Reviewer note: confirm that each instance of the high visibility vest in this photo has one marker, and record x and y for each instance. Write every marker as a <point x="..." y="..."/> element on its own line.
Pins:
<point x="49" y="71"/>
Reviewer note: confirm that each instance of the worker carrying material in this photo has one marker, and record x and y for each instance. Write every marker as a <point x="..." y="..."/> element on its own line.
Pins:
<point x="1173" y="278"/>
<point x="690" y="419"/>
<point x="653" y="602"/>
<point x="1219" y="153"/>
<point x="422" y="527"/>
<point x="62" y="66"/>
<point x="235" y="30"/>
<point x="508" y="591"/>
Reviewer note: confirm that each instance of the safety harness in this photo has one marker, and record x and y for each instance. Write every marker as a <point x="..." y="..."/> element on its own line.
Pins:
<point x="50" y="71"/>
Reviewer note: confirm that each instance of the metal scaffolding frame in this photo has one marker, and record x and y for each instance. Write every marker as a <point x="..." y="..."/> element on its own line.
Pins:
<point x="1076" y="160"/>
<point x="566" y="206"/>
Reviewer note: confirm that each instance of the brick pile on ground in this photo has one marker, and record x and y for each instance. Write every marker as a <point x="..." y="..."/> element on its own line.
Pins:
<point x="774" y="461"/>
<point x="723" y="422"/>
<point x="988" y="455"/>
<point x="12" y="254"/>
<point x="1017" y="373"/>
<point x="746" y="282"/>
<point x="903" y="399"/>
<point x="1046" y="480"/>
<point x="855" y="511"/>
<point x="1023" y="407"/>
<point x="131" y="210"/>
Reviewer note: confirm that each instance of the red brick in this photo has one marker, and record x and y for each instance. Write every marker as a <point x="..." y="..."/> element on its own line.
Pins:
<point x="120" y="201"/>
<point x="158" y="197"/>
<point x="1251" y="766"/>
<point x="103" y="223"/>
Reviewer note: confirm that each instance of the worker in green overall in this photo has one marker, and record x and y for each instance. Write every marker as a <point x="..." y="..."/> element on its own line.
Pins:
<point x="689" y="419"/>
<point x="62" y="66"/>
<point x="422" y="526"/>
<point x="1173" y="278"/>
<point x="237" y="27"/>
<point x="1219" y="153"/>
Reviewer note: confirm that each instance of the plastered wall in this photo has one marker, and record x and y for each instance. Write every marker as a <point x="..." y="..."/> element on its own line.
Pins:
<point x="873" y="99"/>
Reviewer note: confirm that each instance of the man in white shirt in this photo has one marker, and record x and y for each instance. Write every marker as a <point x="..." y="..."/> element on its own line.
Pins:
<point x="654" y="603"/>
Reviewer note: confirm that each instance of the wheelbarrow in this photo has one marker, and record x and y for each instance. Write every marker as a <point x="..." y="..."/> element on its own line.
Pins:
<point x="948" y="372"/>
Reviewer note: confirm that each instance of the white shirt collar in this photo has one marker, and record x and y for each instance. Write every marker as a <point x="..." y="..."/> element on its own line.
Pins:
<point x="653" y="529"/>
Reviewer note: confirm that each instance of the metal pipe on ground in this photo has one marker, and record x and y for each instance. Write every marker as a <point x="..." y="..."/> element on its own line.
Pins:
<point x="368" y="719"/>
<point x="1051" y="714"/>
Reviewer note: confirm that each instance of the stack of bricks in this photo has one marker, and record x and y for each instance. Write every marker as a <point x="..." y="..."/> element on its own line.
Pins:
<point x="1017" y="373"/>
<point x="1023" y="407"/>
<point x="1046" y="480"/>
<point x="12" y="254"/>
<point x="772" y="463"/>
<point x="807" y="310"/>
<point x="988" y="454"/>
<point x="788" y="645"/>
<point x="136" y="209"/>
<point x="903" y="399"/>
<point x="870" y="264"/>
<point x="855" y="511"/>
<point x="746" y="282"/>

» THE TASK
Take every line from the one containing "Reviewer note: confirm that each instance of the stack" to the end of the listing and output it exactly, with nothing else.

» EXERCISE SOLUTION
Reviewer note: confirm that each instance of the stack of bricks in this photo has one marker, and record x and y for each instance. Write every marker as a <point x="..." y="..."/> element on its own line.
Pins:
<point x="1017" y="373"/>
<point x="1023" y="407"/>
<point x="1046" y="480"/>
<point x="12" y="254"/>
<point x="772" y="463"/>
<point x="807" y="310"/>
<point x="988" y="454"/>
<point x="788" y="645"/>
<point x="136" y="209"/>
<point x="903" y="399"/>
<point x="870" y="264"/>
<point x="855" y="511"/>
<point x="746" y="282"/>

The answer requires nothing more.